[Задания к работе]:
[1] Переведите на английский язык предложение из отрывка о древнехристианском искусстве: «Содержание этих фресок, дошедших до нас в значительном количестве, довольно разнообразно».
[2] Перепишите часть отрывка о древнехристианском искусстве: начните со слов "Вся совокупность дошедших" и остановитесь после слов "разнообразием художественных форм.". При этом замените "мозаика" на "иконопись".
[3] Ответьте по отрывку о древнехристианском искусстве:
(a) К скольким главным группам сводятся дошедшие до нас памятники?
(b) Кому принадлежит вторая из названных классификаций?
(c) На сколько групп распадаются изображения по классификации де-Росси?

[Выбранный отрывок]:
Вся совокупность дошедших до нас памятников древнехристианской иконографии и искусства может быть сведена к следующим главным группам: 1) фресковая живопись, 2) скульптура, 3) стеклянные сосуды с золотыми фигурами и 4) мозаика. Произведения металлические представляют собою не очень значительную величину, а терракота (лампы и тому подобное) не отличаются богатством и разнообразием художественных форм.

Места погребения и богослужебных собраний всегда и везде пользовались уважением, а у многих народов древности служили и местами для приложения искусства. Так было и в христианстве — по побуждениям совершенно естественным и самобытным, независимо от сторонних влияний. В христианских катакомбах стены и своды кубикул, крипт и капелл, а иногда и коридоров украшались фресковою живописью. Содержание этих фресок, дошедших до нас в значительном количестве, довольно разнообразно. Одни из них имеют чисто декоративный характер, другие выражают в наглядных формах христианские мысли и понятия. С точки зрения церковно-археологической особенный интерес представляют последние, но и они довольно разнообразны по своему внутреннему содержанию, а потому точная классификация их представляется довольно затруднительною. Укажем на две классификации, предложенные специалистами новейшего времени: одна из них принадлежит знаменитому католическому ученому де-Росси, она принимается и последователями де-Росси, например Аляром и Краусом; другая — протестантскому профессору В. Шульце. В основе первой лежит различие самих изображений по их внутреннему значению, независимо от хронологии и отношения их к искусству греко-римскому; отсюда вся совокупность этих изображений распадается на следующие шесть групп: а) изображения собственно символические, выражающие христианские идеи посредством художественных знаков; б) аллегорические, выражающие с большею или меньшею точностию притчи Евангелия; в) изображения третьей группы имеют своим предметом исторические факты и события Ветхого и Нового Завета; г) изображения Спасителя, Богоматери и святых; д) события из жизни святых и из истории церкви и е) эмблемы и действия литургические.

[Исходные строки]:
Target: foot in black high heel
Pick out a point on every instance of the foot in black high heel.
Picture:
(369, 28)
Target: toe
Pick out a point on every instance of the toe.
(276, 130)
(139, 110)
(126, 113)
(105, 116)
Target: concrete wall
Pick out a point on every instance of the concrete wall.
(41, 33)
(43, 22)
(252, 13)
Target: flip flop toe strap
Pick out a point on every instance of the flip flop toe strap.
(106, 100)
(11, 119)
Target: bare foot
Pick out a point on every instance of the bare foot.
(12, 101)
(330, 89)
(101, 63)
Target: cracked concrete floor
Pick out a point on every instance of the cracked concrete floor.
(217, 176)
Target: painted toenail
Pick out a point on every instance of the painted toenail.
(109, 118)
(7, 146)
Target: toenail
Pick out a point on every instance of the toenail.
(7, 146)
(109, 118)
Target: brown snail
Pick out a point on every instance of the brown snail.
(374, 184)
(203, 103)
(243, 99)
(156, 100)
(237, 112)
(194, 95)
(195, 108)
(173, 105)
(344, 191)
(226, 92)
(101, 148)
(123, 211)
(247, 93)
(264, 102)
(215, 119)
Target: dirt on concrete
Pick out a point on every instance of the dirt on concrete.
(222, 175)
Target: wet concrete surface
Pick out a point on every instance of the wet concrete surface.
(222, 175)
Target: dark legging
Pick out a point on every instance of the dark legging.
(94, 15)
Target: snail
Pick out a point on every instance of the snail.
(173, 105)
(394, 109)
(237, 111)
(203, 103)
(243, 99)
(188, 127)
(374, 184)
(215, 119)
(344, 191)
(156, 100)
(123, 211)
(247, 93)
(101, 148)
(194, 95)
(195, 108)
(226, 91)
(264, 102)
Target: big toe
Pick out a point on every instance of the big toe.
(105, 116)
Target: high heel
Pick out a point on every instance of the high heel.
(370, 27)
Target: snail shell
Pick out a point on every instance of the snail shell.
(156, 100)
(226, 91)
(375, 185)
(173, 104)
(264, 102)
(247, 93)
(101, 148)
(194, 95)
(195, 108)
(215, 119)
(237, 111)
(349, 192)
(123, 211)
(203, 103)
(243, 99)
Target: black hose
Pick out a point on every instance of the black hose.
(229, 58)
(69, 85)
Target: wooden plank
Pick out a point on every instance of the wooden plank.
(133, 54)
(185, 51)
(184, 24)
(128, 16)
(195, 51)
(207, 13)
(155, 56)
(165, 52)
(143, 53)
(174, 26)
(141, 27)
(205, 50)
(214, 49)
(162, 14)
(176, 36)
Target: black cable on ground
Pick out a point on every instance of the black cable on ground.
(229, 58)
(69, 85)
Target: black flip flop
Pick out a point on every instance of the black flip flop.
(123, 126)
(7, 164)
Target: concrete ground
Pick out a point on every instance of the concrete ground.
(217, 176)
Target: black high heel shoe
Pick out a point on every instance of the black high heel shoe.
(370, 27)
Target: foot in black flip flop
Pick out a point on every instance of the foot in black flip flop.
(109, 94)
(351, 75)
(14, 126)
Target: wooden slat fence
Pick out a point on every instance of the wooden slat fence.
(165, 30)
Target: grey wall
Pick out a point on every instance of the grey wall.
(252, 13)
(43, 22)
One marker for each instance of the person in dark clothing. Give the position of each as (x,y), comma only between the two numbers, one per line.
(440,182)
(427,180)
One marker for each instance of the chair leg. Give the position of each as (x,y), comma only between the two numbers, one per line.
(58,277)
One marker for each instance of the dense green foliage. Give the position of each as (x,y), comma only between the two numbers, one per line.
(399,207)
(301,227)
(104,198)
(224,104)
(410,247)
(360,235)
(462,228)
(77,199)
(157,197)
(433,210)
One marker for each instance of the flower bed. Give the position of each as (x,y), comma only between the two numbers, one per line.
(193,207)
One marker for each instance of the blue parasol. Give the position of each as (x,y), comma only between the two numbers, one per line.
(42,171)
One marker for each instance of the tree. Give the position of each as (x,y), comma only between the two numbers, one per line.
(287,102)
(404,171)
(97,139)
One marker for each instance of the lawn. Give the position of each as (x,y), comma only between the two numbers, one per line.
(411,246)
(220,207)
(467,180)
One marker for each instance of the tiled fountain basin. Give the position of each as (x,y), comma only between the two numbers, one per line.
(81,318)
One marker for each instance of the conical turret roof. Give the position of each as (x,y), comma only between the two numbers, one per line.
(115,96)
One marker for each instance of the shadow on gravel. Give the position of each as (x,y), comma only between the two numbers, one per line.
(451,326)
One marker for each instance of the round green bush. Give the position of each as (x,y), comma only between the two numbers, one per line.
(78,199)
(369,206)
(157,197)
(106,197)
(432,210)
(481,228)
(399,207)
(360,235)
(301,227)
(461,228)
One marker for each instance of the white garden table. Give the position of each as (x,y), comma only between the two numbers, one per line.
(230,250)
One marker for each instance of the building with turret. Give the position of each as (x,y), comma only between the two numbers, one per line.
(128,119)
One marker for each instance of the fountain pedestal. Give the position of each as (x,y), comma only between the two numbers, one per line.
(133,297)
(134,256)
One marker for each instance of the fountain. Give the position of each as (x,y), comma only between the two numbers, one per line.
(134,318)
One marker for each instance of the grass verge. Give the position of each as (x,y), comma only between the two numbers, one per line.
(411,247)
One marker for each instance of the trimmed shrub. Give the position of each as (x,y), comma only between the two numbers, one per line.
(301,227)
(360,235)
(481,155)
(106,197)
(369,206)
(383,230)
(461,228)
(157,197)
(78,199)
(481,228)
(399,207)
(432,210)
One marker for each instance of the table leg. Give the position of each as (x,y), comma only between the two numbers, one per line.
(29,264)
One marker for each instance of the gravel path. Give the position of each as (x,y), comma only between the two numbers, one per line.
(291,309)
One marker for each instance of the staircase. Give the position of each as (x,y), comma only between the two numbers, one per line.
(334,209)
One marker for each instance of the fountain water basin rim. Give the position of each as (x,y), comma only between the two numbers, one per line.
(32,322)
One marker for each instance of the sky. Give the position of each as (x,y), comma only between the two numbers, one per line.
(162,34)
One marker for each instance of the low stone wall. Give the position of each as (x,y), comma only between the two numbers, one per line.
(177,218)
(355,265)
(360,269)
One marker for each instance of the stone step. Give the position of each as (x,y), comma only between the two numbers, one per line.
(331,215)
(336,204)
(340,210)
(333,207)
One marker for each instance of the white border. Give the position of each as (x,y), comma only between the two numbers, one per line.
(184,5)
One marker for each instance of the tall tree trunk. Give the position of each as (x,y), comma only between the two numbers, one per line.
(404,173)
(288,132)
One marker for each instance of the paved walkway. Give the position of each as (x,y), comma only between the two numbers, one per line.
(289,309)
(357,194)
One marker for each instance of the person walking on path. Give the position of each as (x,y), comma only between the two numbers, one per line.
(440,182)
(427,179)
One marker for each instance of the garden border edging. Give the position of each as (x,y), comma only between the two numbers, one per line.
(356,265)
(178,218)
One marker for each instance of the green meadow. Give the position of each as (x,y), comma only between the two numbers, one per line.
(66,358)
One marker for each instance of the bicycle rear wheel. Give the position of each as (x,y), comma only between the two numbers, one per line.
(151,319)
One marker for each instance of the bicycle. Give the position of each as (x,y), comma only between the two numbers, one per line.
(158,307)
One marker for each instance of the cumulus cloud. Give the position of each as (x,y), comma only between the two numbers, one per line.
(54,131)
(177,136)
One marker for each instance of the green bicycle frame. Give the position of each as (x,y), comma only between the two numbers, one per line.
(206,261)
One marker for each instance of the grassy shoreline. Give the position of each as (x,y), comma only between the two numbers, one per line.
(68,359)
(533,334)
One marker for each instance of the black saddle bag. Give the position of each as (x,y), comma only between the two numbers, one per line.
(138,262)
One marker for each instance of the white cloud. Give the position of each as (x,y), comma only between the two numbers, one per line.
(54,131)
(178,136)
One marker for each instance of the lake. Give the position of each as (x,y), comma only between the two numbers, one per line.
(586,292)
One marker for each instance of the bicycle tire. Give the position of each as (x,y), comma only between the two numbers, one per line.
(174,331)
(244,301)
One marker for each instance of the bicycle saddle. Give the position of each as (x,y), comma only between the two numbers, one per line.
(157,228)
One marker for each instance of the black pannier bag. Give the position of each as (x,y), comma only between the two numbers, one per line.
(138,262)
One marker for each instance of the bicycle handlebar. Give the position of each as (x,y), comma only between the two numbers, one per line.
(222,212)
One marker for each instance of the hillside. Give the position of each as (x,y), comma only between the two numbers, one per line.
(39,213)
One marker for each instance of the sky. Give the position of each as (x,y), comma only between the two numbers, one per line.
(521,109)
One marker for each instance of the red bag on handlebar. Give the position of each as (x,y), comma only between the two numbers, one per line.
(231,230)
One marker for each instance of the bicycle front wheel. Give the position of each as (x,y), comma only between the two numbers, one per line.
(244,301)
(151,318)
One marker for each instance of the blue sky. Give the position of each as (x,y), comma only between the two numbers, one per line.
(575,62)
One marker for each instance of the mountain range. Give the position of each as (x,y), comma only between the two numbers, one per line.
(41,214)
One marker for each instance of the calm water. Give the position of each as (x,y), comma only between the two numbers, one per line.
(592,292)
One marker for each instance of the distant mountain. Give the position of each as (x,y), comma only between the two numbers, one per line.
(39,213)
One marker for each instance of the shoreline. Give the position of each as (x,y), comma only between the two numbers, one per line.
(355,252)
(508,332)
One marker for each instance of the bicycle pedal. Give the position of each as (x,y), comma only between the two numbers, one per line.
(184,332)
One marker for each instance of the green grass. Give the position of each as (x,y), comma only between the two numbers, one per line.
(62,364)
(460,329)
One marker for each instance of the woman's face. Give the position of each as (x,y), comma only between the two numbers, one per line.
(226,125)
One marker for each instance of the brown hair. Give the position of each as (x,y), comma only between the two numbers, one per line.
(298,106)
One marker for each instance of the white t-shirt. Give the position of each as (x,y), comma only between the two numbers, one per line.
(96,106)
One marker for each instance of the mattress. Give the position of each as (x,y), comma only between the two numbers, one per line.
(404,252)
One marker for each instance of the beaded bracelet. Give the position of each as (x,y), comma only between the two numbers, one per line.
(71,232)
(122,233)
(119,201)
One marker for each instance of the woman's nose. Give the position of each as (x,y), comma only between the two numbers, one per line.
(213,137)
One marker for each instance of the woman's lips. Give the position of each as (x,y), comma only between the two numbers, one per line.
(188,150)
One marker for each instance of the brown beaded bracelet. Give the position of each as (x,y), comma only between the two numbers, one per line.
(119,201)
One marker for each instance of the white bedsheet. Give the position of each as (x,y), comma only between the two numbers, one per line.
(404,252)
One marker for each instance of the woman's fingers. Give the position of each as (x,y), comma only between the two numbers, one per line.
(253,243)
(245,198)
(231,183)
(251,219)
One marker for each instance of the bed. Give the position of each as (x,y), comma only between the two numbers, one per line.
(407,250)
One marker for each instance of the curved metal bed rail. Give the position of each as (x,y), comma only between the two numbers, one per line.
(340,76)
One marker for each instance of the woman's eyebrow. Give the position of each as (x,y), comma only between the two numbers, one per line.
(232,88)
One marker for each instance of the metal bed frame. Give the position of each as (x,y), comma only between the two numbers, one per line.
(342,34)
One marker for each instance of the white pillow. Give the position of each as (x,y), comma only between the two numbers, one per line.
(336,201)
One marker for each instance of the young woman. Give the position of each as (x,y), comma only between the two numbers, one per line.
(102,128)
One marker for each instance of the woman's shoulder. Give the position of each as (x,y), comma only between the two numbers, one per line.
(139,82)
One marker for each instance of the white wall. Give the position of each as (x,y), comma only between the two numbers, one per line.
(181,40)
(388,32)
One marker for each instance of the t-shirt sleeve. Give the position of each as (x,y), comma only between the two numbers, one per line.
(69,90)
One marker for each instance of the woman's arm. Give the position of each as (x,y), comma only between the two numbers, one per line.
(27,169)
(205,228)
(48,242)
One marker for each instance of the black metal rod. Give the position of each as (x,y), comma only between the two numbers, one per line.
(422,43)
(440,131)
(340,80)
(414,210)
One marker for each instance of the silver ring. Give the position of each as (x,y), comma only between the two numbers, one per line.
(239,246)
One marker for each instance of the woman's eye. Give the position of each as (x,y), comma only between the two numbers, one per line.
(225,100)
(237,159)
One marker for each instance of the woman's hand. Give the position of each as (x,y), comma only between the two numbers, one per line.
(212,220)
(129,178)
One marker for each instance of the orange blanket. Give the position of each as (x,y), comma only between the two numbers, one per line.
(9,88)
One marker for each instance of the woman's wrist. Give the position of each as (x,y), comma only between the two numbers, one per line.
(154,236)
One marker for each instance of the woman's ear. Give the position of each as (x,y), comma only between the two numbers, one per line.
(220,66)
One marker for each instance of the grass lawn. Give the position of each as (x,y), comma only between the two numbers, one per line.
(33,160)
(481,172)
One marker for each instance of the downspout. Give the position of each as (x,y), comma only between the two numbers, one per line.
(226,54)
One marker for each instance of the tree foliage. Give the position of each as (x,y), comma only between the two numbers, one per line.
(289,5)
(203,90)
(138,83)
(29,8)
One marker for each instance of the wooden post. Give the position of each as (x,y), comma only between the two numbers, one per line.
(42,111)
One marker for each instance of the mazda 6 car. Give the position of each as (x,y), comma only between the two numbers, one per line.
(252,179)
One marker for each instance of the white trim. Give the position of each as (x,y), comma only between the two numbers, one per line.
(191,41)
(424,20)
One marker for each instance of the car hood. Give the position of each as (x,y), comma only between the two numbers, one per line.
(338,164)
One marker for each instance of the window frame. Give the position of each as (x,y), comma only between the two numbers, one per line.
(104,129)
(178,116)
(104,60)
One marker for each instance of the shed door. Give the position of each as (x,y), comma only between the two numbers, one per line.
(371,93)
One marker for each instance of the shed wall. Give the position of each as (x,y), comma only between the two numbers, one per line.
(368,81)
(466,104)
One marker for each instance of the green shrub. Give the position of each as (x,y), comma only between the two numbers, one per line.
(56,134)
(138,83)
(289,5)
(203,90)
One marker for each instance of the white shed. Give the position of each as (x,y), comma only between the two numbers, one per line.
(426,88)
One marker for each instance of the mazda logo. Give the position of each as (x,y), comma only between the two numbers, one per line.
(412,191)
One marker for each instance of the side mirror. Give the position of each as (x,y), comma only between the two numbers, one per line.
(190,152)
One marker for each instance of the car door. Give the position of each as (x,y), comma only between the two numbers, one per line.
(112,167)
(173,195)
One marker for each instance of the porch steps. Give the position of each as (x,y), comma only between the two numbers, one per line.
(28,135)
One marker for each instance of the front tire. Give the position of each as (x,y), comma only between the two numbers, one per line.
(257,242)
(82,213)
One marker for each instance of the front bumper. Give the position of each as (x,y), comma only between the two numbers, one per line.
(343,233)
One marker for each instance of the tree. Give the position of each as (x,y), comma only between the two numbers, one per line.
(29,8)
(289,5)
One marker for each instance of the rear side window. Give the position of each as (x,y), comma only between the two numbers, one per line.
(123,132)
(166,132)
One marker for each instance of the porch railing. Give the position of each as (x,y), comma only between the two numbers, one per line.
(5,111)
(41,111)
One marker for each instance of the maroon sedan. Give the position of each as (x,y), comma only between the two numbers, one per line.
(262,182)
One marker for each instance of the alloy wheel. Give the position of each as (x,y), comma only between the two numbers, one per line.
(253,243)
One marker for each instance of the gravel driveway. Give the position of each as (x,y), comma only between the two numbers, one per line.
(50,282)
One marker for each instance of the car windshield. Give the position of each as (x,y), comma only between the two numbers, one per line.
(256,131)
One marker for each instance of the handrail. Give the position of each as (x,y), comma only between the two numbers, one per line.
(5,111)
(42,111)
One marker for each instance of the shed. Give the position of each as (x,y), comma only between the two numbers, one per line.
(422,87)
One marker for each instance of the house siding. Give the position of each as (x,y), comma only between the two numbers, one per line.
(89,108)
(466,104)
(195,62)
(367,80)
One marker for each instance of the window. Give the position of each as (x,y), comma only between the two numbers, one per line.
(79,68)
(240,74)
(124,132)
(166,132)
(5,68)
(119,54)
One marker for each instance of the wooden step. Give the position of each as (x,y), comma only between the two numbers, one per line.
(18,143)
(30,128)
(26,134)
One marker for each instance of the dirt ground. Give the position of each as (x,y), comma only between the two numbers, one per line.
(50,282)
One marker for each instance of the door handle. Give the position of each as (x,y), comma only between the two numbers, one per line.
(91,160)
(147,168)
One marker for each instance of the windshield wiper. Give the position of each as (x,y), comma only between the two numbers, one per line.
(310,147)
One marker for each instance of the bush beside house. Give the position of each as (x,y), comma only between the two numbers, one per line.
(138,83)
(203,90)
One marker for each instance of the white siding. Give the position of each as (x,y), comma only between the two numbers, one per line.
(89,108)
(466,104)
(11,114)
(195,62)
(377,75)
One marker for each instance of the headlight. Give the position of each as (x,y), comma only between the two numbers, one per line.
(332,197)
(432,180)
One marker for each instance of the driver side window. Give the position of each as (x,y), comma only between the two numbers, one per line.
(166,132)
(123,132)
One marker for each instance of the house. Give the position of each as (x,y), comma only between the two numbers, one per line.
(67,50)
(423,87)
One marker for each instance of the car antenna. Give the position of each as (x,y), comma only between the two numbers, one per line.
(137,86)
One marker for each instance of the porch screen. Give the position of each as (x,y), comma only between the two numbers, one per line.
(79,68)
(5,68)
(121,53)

[Ответы]:
[1] The subject matter of these frescoes, which have come down to us in considerable numbers, is rather varied.

[2]
Вся совокупность дошедших до нас памятников древнехристианской иконографии и искусства может быть сведена к следующим главным группам: 1) фресковая живопись, 2) скульптура, 3) стеклянные сосуды с золотыми фигурами и 4) иконопись. Произведения металлические представляют собою не очень значительную величину, а терракота (лампы и тому подобное) не отличаются богатством и разнообразием художественных форм.

[3]
(a) К четырем.
(b) Протестантскому профессору В. Шульце.
(c) На шесть.